What is being asked - Continue the travel diary entry about a rainy stay in San Agustin, starting after its last sentence.

Extract to read -
══════════════════════════════

Monday, June 14th, 2010

I don’t know how I would have survived this past week without my titanium rain jacket, made by Colombia Sportswear, product # 205 SM7478. It is the wet season, so please don’t feel sorry for me, no matter what I say in the next few paragraphs.

It began in San Agustin, a little sprinkle the first night while I curled up in my hammock. Then steadily increasing throughout the morning, before the downpour during my walk to the market. Turning Monday into a good day for a blog post. It continued throughout my stay, but the show must go on.

I saw most of the main sites, including the signature Archeological Park, despite my moto-taxi breaking halfway there. A well preserved area, with many rock carvings guarding tombs and a nice round path they’ve lined with 35 interesting figures. I also attempted a hike to sites normally seen on horseback, resulting in a wet muddy affair. Not really worth the effort, but I do love getting dirty.

Parque Arqueológico de San Agustín

Parque Arqueológico de San Agustín

The highlight of my stay in San Agustin was hanging out at the hostel. No ping pong was played, but I met some more cool people. Two more British girls as roommates, a guy from NoCal, a girl from Germany, and a talkative Aussie gal. With the kitchen connected to my room, I got to witness money saving ways to feed yourself, with the cheapest being, hangout and eat their leftovers. Although, I still think the best value was the $1 – $1.50 full meals I was getting from the market every morning. If only every town had a daily mercado where I could sit at a counter with the locals.

══════════════════════════════

Collected data -
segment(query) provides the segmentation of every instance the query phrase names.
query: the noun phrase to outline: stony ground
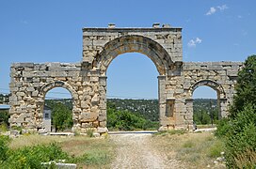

══════════════════════════════

Result for this task -
I completed my circular tour of central scenic places, with a 5 hour bumpy bus ride back to Popayan. Three nights were spent there, a slight altering of my original plans. The Aussie guy I met in the desert, showed me pictures of a hike he did around these parts. I had thought the trip was too difficult and expense, thus passed on it my first go around, but he painted a different picture. Stunning scenery, a way around the park entrance fee, and my male ego, all sealed the deal.

Friday: I set my alarm for 3:45 am to catch the bus out of town, got on the right bus, was dropped off at the turnoff around 6 am, and began to put one foot in front of the other. Destination: The rim of Volcan de Purace (a volcano that last erupted in 1949). With the early start, I was able to cruise past the dreary eyed visitors center without paying the $10 fee.

The trail traveresed along cow pastures, muddy forest, gravel road, rocks, and then volcanic ash. Wind and mist were a constant throughout the 4 hr ascent, with boulders providing the only shelter.

rest stop

rest stop

I thought about turning back many times. The altitude (summit = 15,600 ft) was dizzying, shoes were wet before I started, and I was tired from little food/sleep. Keeping me going, a group of 5 Colombians that caught up and eventually passed me, plus my trusty rain coat. With hood up and head down, I tried to not let my mind think that each false summit was real and plugged away, never actually seeing my finish line until the end. The conditions up at the rim were nasty, forcing rapid fire photography followed by hands inside coat. With the Colombians motioning me into their group photo, I reveled in the feeling of pushing myself beyond pain and raised a thumb.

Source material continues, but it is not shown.